Entries supplied →
──────────

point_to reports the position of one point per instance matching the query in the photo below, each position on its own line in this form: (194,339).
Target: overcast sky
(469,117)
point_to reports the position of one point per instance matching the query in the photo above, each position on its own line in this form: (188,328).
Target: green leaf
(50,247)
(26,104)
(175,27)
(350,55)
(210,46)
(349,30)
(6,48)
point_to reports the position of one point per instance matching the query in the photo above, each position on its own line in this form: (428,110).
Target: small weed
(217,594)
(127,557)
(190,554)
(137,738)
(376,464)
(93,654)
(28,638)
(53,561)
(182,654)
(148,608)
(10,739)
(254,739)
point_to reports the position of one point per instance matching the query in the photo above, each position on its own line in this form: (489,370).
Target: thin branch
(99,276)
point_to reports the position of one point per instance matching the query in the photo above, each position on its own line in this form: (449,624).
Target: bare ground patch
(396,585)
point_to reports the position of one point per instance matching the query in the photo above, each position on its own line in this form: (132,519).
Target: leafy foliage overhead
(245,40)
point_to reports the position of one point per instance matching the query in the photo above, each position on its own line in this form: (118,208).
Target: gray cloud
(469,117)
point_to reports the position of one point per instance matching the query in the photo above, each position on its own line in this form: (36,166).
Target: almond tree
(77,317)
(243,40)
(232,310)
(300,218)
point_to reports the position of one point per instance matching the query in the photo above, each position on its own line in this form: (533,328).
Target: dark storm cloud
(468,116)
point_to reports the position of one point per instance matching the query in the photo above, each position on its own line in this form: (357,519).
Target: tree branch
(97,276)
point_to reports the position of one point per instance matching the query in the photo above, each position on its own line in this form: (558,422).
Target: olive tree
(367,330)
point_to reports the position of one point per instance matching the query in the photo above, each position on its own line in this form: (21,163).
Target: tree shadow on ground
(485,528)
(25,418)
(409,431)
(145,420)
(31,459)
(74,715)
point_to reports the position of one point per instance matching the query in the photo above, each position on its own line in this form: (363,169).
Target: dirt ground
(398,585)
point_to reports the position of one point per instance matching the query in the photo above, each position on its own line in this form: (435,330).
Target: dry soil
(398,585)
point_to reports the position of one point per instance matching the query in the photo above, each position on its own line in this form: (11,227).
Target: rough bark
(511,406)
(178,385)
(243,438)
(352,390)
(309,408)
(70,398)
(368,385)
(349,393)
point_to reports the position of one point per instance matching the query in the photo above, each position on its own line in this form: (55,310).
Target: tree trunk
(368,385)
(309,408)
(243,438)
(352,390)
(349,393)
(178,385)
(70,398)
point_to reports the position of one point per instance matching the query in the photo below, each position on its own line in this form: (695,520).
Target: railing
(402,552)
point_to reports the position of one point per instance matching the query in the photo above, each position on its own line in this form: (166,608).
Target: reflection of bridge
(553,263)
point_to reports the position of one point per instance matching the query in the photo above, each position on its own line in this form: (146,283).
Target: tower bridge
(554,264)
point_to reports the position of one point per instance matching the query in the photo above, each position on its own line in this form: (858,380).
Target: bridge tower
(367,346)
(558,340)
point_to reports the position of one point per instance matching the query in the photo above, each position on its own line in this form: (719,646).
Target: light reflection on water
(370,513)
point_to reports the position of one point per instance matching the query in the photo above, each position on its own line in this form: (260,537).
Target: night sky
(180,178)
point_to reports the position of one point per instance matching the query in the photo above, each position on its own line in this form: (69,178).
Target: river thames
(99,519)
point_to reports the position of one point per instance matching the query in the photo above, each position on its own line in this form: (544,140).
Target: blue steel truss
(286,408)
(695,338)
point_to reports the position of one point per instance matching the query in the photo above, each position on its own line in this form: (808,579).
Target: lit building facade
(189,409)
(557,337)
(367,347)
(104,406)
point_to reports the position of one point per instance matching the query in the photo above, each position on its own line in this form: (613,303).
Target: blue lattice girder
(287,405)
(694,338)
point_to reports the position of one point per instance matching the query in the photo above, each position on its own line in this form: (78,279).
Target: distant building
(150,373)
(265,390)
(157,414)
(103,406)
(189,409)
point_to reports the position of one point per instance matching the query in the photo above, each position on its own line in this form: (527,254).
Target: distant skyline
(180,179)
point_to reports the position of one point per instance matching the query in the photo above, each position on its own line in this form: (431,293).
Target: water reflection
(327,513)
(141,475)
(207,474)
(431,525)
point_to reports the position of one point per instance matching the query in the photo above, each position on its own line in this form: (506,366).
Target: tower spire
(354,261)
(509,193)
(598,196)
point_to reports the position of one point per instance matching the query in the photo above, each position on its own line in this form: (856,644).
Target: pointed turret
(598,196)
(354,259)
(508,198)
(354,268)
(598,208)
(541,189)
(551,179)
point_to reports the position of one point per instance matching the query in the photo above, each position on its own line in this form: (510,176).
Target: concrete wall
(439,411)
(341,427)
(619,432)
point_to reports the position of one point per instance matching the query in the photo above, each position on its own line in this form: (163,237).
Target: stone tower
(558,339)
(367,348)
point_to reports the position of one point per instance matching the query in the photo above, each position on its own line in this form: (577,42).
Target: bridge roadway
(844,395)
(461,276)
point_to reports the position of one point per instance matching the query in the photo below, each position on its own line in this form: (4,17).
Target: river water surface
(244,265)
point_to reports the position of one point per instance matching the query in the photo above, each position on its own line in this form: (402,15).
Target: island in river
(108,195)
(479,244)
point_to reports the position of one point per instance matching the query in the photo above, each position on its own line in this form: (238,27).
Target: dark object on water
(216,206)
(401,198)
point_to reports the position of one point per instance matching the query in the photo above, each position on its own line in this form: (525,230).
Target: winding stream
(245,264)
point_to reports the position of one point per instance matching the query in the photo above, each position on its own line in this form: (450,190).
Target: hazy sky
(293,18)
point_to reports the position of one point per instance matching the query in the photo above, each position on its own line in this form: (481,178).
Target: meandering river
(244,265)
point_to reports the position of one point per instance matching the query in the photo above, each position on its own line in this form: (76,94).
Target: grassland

──────────

What the exercise asks → Extract each line holding the word "below" from the records.

Output →
point_to reports the position of one point per instance matching the query in the photo below, each position on its own line in this form: (194,339).
point_to reports the position of one point per instance matching the query in the photo below, each position on its own line in this form: (695,520).
point_to reports the position of one point per instance matching the query in the photo below, each position on its own line in this form: (4,17).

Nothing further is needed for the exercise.